* ASSIGNED TASK *
When copying the entries below, leave out every picture and keep the rest exact.
[MATERIAL SHOWN — start]
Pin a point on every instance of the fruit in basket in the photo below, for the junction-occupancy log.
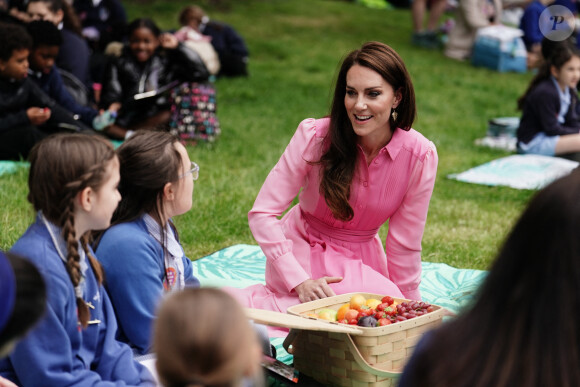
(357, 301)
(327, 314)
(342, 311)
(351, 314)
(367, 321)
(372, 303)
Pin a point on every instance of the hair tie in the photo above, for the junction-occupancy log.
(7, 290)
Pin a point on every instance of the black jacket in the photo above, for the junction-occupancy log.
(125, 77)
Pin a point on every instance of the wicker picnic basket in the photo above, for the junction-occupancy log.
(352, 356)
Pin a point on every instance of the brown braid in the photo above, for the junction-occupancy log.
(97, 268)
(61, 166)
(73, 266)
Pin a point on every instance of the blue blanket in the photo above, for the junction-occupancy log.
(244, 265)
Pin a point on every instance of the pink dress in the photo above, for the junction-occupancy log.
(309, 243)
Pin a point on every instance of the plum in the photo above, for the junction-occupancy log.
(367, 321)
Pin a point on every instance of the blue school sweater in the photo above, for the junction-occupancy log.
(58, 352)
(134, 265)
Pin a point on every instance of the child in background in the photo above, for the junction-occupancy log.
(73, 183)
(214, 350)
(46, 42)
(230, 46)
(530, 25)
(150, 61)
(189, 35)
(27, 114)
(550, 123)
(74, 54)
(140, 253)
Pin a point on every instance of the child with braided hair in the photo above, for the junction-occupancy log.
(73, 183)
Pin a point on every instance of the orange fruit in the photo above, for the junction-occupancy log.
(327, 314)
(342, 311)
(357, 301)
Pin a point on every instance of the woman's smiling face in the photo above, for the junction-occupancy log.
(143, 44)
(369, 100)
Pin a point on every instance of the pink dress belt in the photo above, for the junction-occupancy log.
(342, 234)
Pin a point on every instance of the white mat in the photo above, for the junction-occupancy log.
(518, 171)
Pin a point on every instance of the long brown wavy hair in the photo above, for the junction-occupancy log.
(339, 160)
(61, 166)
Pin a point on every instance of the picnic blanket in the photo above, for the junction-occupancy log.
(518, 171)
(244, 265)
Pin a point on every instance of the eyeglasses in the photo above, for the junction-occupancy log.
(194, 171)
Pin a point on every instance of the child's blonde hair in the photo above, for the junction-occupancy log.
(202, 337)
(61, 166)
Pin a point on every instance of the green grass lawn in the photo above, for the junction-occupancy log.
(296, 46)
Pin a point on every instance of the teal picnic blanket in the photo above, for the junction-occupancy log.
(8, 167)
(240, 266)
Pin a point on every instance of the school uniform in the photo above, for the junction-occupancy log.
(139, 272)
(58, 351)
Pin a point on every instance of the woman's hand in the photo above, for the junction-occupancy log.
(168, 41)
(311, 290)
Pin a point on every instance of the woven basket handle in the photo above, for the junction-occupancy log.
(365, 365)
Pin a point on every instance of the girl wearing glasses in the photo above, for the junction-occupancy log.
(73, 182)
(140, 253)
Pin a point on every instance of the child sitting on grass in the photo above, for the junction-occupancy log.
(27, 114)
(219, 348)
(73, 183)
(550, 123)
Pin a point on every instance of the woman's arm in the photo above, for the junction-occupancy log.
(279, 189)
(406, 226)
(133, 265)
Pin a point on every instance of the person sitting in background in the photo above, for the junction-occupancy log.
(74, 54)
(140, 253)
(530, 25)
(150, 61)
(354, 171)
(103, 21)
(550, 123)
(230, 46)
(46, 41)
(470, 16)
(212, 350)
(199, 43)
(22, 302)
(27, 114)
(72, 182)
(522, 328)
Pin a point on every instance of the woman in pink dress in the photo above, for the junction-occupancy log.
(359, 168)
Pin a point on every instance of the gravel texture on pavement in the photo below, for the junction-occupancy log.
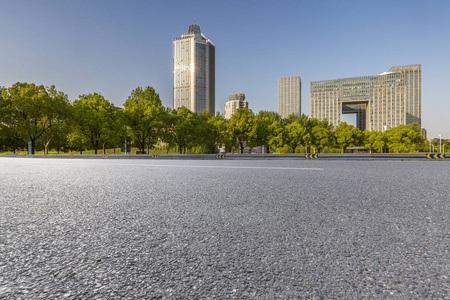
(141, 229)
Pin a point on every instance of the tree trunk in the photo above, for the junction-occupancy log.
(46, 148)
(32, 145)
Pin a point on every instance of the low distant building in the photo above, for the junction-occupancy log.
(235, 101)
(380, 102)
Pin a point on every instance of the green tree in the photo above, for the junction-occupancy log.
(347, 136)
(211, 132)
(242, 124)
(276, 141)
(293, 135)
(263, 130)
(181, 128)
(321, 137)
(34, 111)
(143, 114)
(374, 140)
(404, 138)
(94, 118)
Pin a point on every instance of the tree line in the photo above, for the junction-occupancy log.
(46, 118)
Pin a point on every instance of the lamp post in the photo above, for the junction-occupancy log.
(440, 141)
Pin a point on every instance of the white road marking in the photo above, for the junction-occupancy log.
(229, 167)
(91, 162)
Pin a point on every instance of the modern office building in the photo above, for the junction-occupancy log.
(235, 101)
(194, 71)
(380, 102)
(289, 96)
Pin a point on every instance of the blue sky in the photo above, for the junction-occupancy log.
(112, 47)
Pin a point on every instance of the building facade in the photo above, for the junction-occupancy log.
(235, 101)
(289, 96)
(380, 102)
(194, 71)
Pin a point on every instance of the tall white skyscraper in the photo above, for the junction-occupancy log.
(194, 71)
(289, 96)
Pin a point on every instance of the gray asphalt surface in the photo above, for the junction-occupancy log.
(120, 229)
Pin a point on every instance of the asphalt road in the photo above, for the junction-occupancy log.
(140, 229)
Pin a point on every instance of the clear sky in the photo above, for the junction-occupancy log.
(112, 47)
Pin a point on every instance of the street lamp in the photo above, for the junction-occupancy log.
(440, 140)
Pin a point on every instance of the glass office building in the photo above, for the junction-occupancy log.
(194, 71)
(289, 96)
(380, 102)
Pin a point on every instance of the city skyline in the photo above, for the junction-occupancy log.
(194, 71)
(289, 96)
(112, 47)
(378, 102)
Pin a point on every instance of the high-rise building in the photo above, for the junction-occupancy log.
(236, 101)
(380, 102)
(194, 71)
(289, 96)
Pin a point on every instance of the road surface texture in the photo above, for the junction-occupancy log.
[MATERIAL SHOWN — finish]
* EXERCISE SOLUTION *
Pin a point on every instance of the fruit in basket in the photo below, for the junction-occupancy log.
(357, 301)
(327, 314)
(342, 311)
(351, 314)
(367, 321)
(372, 303)
Pin a point on every instance of the hair tie in the photo above, for the junction-occupancy log.
(7, 290)
Pin a point on every instance of the black jacket in the photo above, for the junction-occupancy log.
(125, 77)
Pin a point on every instance of the wicker picnic basket in the photo above, for the junction-occupancy log.
(352, 356)
Pin a point on every instance of the brown braid in the photo above, for the junction-occupancy log.
(97, 268)
(61, 166)
(73, 266)
Pin a point on every instance of the blue blanket in the photo above, for the junction-occupancy log.
(244, 265)
Pin a point on every instance of the pink dress in the photo above, for the junction-occupancy log.
(309, 243)
Pin a point on every instance of the plum in the photo above, for the junction-occupancy log.
(367, 321)
Pin a point on every instance of the blue school sweater in the photo above, for the junction-occupancy log.
(58, 352)
(134, 265)
Pin a point on every instance of the child in background in the photo above, for the junction-occupancy log.
(73, 183)
(214, 350)
(46, 42)
(230, 46)
(530, 25)
(150, 61)
(189, 35)
(27, 114)
(550, 123)
(74, 54)
(140, 253)
Pin a point on every instance of the child with braided hair in the photo above, for the junction-occupancy log.
(73, 183)
Pin a point on every instance of the orange fruit in the photo above, for the junction-occupancy log.
(327, 314)
(342, 311)
(357, 301)
Pin a point on every instance of the woman's smiling face in the photo above, for the junction-occupancy log.
(143, 44)
(369, 100)
Pin a point on every instance of the pink dress belt in the photo above, for the junction-occupancy log.
(342, 234)
Pin a point on every instance of the white mat in the photo above, for the junction-occupancy log.
(518, 171)
Pin a point on every instance of the long brown wavy hair in the photo above, for the junction-occupancy log.
(339, 160)
(61, 166)
Pin a point on every instance of the picnic blanket in the photo above, for the junction-occupancy log.
(518, 171)
(244, 265)
Pin a point on every instance of the eyeglasses in the photo above, for the junction-occupancy log.
(194, 171)
Pin a point on every instance of the child's blonde hair in the photo above, for the junction-occupancy log.
(202, 337)
(61, 166)
Pin a point on every instance of the green grass lawn in the photo above, for the junction-occupancy log.
(296, 46)
Pin a point on every instance of the teal picnic blanket in the photo above, for the junction-occupancy log.
(8, 167)
(240, 266)
Pin a point on every instance of the school uniform in the photo above, for the junction-occupancy log.
(139, 272)
(58, 351)
Pin a point on every instance of the woman's hand in the photo above, for the junction-occupancy log.
(168, 41)
(311, 290)
Pin a point on every instance of the woven basket handle in the photo above, for the junction-occupancy log.
(365, 365)
Pin a point on every instance of the girl wearing glasses in the photo above, for the junction-occupancy log.
(73, 182)
(140, 253)
Pin a point on every instance of the child sitting on grass in the photo above, for the junction-occupancy log.
(27, 114)
(219, 348)
(73, 183)
(550, 123)
Pin a point on every instance of the woman's arm in the photo above, for the junction-occupancy log.
(279, 189)
(406, 226)
(133, 265)
Pin a point on every instance of the person sitting in background in the photo above, for the junction-occupancy log.
(74, 54)
(140, 253)
(530, 25)
(150, 61)
(354, 171)
(103, 21)
(550, 123)
(230, 46)
(46, 41)
(470, 16)
(212, 350)
(199, 43)
(22, 302)
(27, 114)
(72, 182)
(522, 328)
Pin a point on every instance of the woman in pink dress in the photo above, for the junction-occupancy log.
(359, 168)
Pin a point on every instance of the gravel texture on pavement in the photo below, for the junction-occupancy log.
(141, 229)
Pin a point on every instance of the tree trunk in the photo above, for the junction-occupancy log.
(46, 148)
(32, 145)
Pin a point on every instance of the low distant building in the photo above, for the junction-occupancy log.
(235, 101)
(380, 102)
Pin a point on every instance of the green tree in the photo above, for the junction-occupancy log.
(347, 136)
(211, 132)
(242, 124)
(276, 141)
(293, 135)
(263, 130)
(181, 128)
(321, 137)
(34, 111)
(143, 114)
(374, 140)
(404, 138)
(94, 118)
Pin a point on every instance of the tree line in the photo above, for the junction-occupancy log.
(46, 118)
Pin a point on every instance of the lamp post in the photo above, for the junction-occupancy log.
(440, 141)
Pin a point on every instance of the white road marking in the photo above, for the junction-occupancy log.
(229, 167)
(91, 162)
Pin a point on every instance of the modern office building in the photo above, for the junction-occupancy log.
(235, 101)
(194, 71)
(380, 102)
(289, 96)
Pin a point on every instance of the blue sky in the photo above, for the junction-occupancy log.
(112, 47)
Pin a point on every instance of the building facade in the photo above, for the junction-occupancy log.
(235, 101)
(289, 96)
(380, 102)
(194, 71)
Pin a point on every instance of the tall white skyscraper in the photo above, for the junction-occupancy log.
(194, 71)
(289, 96)
Pin a point on every instance of the gray asphalt surface in the photo above, for the junction-occupancy log.
(120, 229)
Pin a point on every instance of the asphalt road in the photo above, for the junction-occupancy log.
(140, 229)
Pin a point on every instance of the clear sky in the photo above, for the junction-occupancy log.
(112, 47)
Pin a point on every instance of the street lamp in the photo above, for the junction-occupancy log.
(440, 140)
Pin a point on every instance of the glass office building in the photo above, for the junction-occupancy log.
(194, 71)
(289, 96)
(380, 102)
Pin a point on every instance of the city skyline in the photo above, for the junction-occupancy log.
(194, 71)
(289, 96)
(112, 47)
(378, 102)
Pin a point on every instance of the high-rise building in the photo above, for the junction-occupancy log.
(236, 101)
(380, 102)
(194, 71)
(289, 96)
Pin a point on every instance of the road surface texture in the photo above, for the junction-occupancy log.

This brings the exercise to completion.